→ Qué hacer: Prosigue el texto sobre la historia del cine islandés desde su última oración.

→ Texto de origen:

####################

En las últimas décadas películas islandesas como Noi, el albino (Nói albinói, 2003), de Dagur Kári, Rams: La historia de dos hermanos y ocho ovejas (Hrútar, 2015), de Grímur Hákonarson, y Lamb (2021), de Valdimar Jóhannsson, entre otras, tuvieron buena repercusión en distintos festivales de cine y recibieron una amplia distribución en buena parte del mundo. En medio de la fascinación literaria y audiovisual por el denominado noir nórdico, la serie Trapped (Ófærð), que comenzó en 2015, llega a las pantallas de decenas de países. Pero esto no fue siempre así: el número de largometrajes de ficción producidos en Islandia en los primeros ochenta años del siglo pasado puede contarse con los dedos de una mano. Un dato es útil para ilustrar la situación: la primera película sonora de la historia del país, Between Mountain and Shore (Milli fjalls og fjöru), dirigida por el pionero Loftur Guðmundsson, se estrenó en 1949, cuando el sonido en el cine ya llevaba más de dos décadas de desarrollo.
La primera transmisión televisiva en Islandia se realizó en septiembre 1966, a través de la cadena estatal RÚV, y la realización publicitaria para el nuevo medio ofreció posibilidades para que algunos jóvenes pudieran ir aprendiendo cuestiones técnicas del oficio. Pero recién en 1978, con la creación del Fondo Cinematográfico Islandés (Kvikmyndasjóðs), comenzó una producción regular en la isla. “Los cineastas islandeses llevaban tiempo trabajando duro para que se aceptara el cine como una forma de arte y, en consecuencia, para que el país lo apoyara en las mismas condiciones que otras formas de arte”, explica la sueca Astrid Söderbergh Widding en el capítulo dedicado a Islandia del libro Nordic National Cinemas (1998). “La creación del fondo cinematográfico y la irrupción del cine islandés a finales de los años 70 tuvieron que ver con el hecho de que una nueva generación de jóvenes cineastas regresara a su país tras haberse formado en escuelas de cine de otros países. Entre ellos, varios habían elegido ir a instituciones de otros países nórdicos: por ejemplo, Suecia y Dinamarca. Estos jóvenes directores empezaron a hacer las nuevas películas islandesas”, agrega.

####################

→ Datos registrados:
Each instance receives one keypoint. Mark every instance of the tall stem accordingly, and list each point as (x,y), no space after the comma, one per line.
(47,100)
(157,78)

####################

→ Resultado de la tarea:
Una de las primeras producciones financiadas con fondos estatales fue Land and Sons (Land og synir, 1980), de Ágúst Guðmundsson, una película melancólicamente hermosa que planteaba algunos de los temas a los que cine islandés volvería con frecuencia en esos noveles años de desarrollo: las tensiones entre tradición y modernidad y entre el campo y la ciudad. Fue un enorme éxito en su país, lo que también planteó una paradoja. Se calcula que la vieron cerca de 80 mil personas, más de un tercio de la población total de la isla. Fue un número enorme (imaginá una película argentina que convoque a 15 millones de espectadores) pero que sin embargo no alcanzó para cubrir los gastos de la producción. Los problemas de un país que entonces tenía menos de 250 mil habitantes.
Land and Sons marcó el inicio de lo que se conoce como la “primavera del cine islandés”, por una frase de un crítico local que reseñó la película: “Y ahora que la primavera ha llegado a Islandia, una nueva forma de arte está naciendo nada menos que en Islandia”. En pocos años se estrenó un buen número de películas que los islandeses fueron a ver con entusiasmo. También surgió en esa efervescente etapa una temática auténticamente nacional: la traslación licenciosa al cine de las sagas islandesas, el tesoro literario de la nación que tanto fascinaba a Jorge Luis Borges. La más conocida de esa época acaso sea la trilogía que el director Hrafn Gunnlaugsson inició con El vuelo del cuervo (Hrafninn flýgur, 1984), una especie de remake muy libre de Yojimbo (Akira Kurosawa, 1961) ambientada en el mundo vikingo y narrada y musicalizada con ritmo de spaghetti western.
Pero la bonanza no duró demasiado. “El optimismo pronto dio paso a la desesperación cuando el número de espectadores empezó a descender rápidamente, ya que la novedad de las películas islandesas empezó a desaparecer. Muchos cineastas debieron enfrentar la bancarrota, ya que los aportes del Fondo Cinematográfico eran demasiado escasos para cubrir la brecha entre los costos de producción y la recaudación en taquilla. Al final de la década parecía que los cineastas islandeses sólo tenían dos opciones: dejar de hacer películas (como hicieron algunos) o buscar financiación en el extranjero”, sostiene Björn Norðfjörð en el libro The Cinema of Small Nations (2007).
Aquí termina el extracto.